*THE DATA:*
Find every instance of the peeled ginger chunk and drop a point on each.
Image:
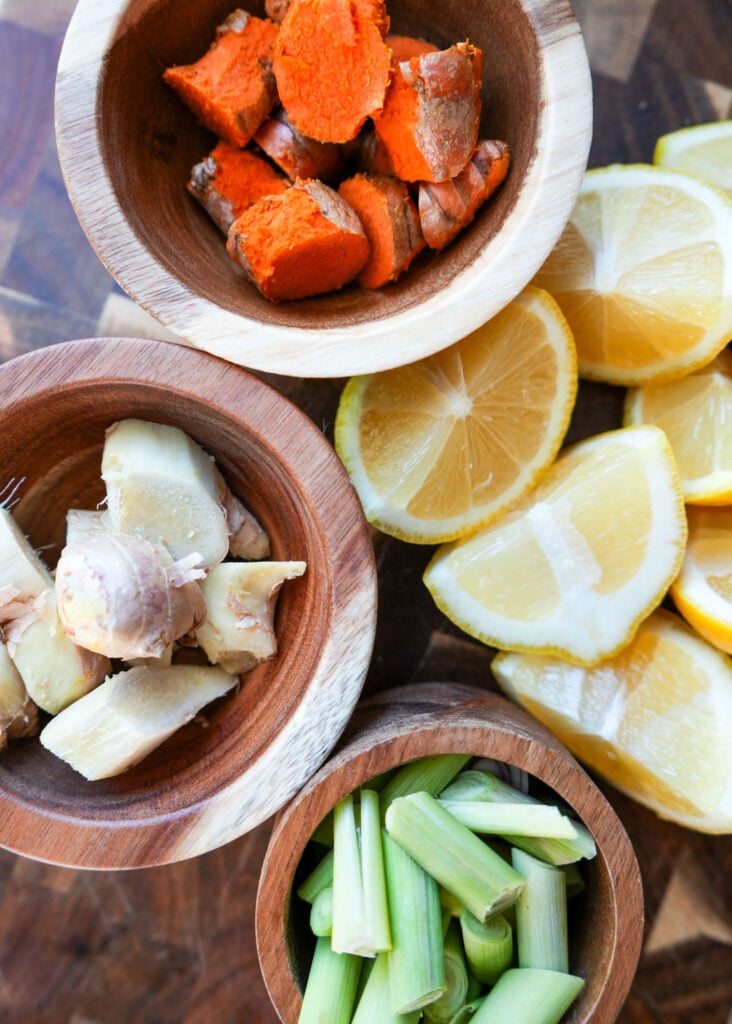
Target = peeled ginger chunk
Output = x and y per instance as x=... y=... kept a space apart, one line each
x=131 y=714
x=241 y=598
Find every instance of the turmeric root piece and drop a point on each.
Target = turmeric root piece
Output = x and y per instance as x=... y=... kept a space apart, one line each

*PROBLEM REQUIREMENTS:*
The expected response consists solely of the lines from the one with "Find every instance of the turmeric" through the end of the records, repeated exactly.

*REPLY:*
Find every instance of the turmeric root piece and drop a point on each.
Target = turmeric root piece
Output = x and y per instance as x=... y=... kept a space apart, one line each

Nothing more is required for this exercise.